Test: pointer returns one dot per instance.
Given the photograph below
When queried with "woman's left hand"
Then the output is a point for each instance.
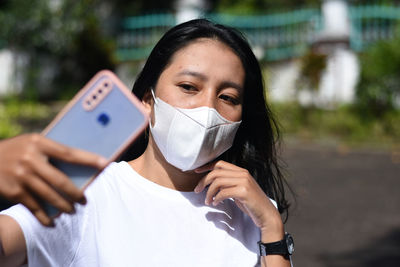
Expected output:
(226, 180)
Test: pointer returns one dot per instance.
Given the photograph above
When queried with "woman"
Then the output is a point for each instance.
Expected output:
(196, 189)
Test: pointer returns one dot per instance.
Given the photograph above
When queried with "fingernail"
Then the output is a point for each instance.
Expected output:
(83, 201)
(103, 162)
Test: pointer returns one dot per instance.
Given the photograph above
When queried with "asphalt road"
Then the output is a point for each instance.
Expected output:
(347, 210)
(348, 206)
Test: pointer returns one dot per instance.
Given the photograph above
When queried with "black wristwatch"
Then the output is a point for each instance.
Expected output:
(284, 247)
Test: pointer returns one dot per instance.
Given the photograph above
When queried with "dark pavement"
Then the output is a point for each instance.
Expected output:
(348, 206)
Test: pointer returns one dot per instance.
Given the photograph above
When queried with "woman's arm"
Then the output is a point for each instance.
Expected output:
(226, 180)
(27, 177)
(12, 243)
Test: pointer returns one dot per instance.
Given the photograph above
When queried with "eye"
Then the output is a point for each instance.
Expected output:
(187, 87)
(231, 99)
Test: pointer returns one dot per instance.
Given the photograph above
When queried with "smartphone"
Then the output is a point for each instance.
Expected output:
(104, 118)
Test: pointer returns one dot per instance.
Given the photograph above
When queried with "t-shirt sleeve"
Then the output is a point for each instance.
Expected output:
(46, 246)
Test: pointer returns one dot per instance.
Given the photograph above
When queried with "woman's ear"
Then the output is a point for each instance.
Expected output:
(147, 101)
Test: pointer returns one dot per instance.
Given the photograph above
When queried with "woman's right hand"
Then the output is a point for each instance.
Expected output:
(27, 177)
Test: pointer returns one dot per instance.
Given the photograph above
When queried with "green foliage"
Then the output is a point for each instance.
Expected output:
(259, 6)
(379, 82)
(65, 42)
(343, 125)
(18, 116)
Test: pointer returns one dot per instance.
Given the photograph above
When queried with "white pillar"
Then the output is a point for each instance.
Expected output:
(189, 9)
(335, 19)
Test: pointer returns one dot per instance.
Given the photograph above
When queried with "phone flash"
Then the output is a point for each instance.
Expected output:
(103, 119)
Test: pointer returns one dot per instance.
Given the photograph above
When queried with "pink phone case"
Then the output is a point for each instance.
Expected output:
(103, 118)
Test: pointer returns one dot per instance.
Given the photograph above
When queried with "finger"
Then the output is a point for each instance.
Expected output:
(218, 185)
(45, 192)
(71, 155)
(33, 205)
(211, 176)
(230, 192)
(220, 164)
(59, 181)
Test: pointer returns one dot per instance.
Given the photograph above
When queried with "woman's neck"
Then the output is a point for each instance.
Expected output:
(153, 166)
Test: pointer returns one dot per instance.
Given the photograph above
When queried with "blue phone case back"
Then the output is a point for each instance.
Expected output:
(102, 130)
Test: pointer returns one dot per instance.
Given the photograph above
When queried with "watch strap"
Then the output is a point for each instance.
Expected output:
(278, 247)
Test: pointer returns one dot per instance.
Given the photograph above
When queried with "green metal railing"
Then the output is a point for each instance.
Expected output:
(277, 36)
(274, 36)
(371, 24)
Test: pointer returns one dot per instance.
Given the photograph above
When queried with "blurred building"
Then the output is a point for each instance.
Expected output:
(336, 30)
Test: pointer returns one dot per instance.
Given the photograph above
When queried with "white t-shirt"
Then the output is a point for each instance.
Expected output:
(131, 221)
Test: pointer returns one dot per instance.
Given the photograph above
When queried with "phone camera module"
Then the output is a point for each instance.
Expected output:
(103, 119)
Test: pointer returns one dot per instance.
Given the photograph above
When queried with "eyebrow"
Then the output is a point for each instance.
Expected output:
(193, 73)
(204, 78)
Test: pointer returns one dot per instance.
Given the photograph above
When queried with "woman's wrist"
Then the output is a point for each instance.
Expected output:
(273, 232)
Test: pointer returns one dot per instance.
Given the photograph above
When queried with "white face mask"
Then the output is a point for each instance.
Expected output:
(190, 138)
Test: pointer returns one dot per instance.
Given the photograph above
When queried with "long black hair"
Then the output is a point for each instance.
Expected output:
(254, 147)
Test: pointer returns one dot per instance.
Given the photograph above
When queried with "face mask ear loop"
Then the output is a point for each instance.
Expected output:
(154, 96)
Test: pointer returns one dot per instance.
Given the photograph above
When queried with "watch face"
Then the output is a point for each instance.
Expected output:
(290, 244)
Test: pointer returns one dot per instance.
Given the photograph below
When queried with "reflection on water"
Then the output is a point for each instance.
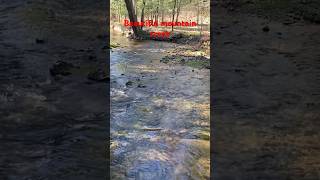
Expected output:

-------

What is expected: Every line in the material above that has the word "face" should be copied.

Answer below:
When queried with "white face mask"
When queried with "face mask ear loop"
When queried with "watch face"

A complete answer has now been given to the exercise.